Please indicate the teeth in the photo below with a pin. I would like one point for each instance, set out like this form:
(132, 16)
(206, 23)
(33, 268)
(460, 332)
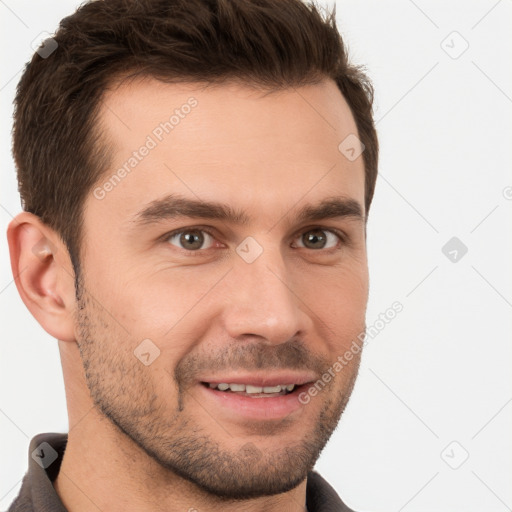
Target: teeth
(253, 389)
(248, 388)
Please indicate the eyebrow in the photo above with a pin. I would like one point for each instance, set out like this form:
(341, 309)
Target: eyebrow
(173, 206)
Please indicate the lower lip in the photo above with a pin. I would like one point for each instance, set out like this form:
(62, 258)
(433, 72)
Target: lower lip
(271, 408)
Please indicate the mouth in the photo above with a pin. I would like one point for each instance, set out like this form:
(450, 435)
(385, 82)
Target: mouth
(260, 399)
(252, 391)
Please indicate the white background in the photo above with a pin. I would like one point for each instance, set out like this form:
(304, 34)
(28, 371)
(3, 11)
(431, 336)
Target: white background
(440, 371)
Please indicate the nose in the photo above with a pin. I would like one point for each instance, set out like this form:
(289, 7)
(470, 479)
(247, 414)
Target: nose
(261, 301)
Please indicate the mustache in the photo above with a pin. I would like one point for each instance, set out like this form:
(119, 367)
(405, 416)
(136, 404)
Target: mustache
(291, 355)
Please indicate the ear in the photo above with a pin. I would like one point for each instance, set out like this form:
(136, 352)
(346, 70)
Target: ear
(43, 274)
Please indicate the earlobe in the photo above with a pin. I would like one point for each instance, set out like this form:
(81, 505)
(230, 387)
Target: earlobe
(43, 274)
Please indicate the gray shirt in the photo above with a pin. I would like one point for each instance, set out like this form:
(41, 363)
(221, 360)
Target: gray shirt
(37, 493)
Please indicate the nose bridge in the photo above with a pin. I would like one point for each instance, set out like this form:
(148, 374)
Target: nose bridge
(260, 301)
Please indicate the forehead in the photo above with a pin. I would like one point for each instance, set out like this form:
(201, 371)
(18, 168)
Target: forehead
(231, 143)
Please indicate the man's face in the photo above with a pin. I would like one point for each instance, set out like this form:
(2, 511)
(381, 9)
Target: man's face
(213, 305)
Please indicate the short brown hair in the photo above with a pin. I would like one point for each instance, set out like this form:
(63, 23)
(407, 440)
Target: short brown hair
(274, 44)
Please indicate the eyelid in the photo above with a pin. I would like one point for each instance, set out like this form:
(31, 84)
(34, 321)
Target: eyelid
(210, 231)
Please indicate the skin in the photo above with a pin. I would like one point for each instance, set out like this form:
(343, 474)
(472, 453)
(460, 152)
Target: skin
(141, 437)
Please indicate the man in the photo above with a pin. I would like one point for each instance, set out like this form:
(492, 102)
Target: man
(196, 178)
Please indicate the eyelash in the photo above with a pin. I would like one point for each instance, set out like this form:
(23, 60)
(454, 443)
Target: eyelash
(200, 252)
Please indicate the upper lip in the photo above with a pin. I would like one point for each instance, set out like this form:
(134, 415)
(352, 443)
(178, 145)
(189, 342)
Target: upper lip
(262, 378)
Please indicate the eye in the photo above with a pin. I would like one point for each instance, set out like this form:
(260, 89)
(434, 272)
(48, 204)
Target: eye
(318, 238)
(190, 239)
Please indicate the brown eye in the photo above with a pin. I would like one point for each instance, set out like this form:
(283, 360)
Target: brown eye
(319, 239)
(190, 240)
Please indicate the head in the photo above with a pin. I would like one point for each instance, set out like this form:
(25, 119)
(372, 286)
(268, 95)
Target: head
(187, 159)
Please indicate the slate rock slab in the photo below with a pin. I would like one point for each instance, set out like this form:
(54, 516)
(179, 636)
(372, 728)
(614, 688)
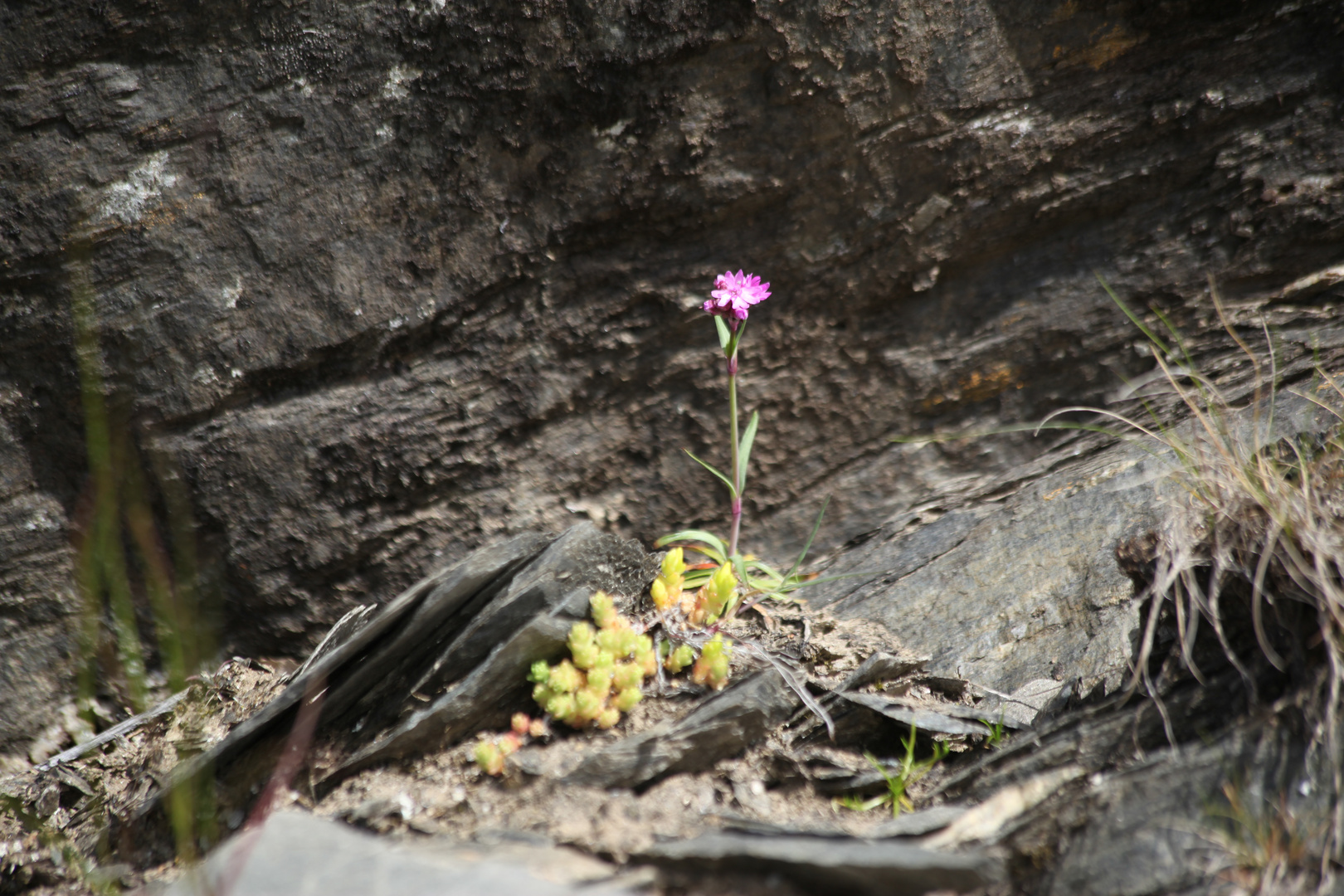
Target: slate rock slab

Problem to solve>
Find the string "slab" in the listing and return every line that holds it.

Result of this task>
Please indicate the slate rock slab in the photo below with a pin. I would like one point for each instance, set out like this form:
Target: slate rock slab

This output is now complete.